## PROBLEM DESCRIPTION
Copy each record below exactly, please, and leave its pictures out.

## SUPPLIED DATA

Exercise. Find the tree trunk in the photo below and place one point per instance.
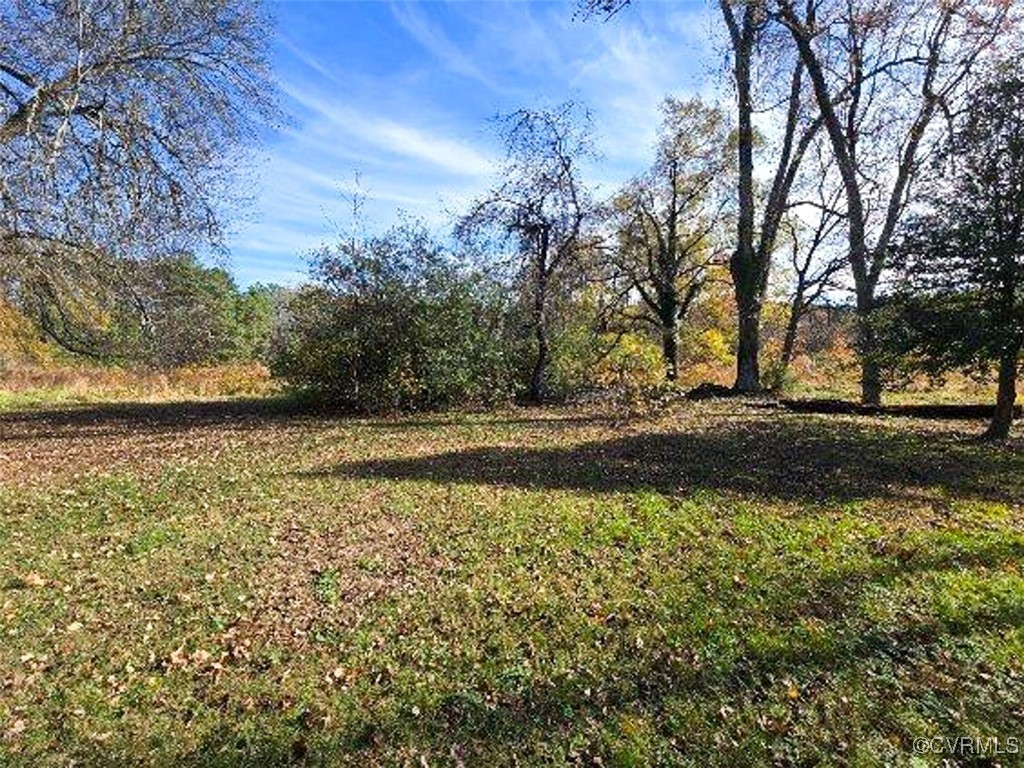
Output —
(539, 379)
(743, 265)
(998, 429)
(749, 348)
(870, 371)
(670, 351)
(792, 328)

## FINISHED TASK
Exercise. Find the tree trunk in the photo below and place one point per instance.
Output —
(539, 379)
(743, 265)
(998, 429)
(749, 348)
(870, 371)
(670, 351)
(792, 328)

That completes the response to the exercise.